═══ Data
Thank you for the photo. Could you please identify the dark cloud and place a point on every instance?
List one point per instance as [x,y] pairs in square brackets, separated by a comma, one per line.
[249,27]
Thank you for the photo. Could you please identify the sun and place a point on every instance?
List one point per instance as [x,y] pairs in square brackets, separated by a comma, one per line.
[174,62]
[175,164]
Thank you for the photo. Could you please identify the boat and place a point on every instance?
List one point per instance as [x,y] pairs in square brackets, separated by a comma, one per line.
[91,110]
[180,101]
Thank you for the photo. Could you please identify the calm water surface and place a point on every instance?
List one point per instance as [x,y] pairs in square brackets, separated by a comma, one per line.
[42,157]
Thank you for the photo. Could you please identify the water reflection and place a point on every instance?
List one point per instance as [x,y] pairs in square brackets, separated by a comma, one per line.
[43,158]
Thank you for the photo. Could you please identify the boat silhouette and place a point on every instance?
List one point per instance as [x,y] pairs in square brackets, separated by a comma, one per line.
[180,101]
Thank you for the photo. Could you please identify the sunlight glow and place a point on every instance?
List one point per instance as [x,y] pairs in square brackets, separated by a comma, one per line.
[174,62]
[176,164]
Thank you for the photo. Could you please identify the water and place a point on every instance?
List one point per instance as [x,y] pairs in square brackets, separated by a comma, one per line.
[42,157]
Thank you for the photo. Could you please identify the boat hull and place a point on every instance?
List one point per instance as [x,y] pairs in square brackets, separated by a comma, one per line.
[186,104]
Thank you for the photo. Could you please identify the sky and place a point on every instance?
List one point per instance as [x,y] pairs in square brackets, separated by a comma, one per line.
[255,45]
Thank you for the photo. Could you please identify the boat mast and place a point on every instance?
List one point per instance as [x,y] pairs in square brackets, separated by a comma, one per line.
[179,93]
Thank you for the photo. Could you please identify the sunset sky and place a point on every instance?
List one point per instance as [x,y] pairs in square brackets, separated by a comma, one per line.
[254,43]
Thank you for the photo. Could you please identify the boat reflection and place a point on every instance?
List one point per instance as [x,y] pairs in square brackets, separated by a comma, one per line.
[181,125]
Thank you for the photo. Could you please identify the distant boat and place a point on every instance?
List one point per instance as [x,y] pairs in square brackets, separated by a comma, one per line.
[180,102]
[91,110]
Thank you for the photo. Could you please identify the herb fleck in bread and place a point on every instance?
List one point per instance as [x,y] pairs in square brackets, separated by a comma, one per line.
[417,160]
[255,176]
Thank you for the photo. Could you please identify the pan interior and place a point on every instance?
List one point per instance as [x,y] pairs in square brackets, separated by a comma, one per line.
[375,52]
══════
Required work → Take the line that contains "the boat reflection" and every line after it in the material above. Set those lines down exactly and nothing more.

Answer box →
Thank you for the photo. Could you please identify the boat reflection and place a point on every instance?
List one point per instance as [x,y] pairs in square brackets, separated by a comma, one per line.
[181,125]
Thank you for the photo. Could you please identify the distant boat and place a point on every instance?
List one point per instance as [x,y] pairs in square brackets, separated by a comma, one per line.
[180,102]
[91,110]
Thank you for the photo. Could you please identify the herb fleck in bread and place a point on every instance?
List one point per instance as [x,y] pairs in square brackets, separated by a comma, one per line.
[417,160]
[255,176]
Thank you for the photo. Could you please identify the pan interior and place a point on every instance?
List one point per instance as [x,y] pairs in square brackets, separated by a comma, one per line.
[375,52]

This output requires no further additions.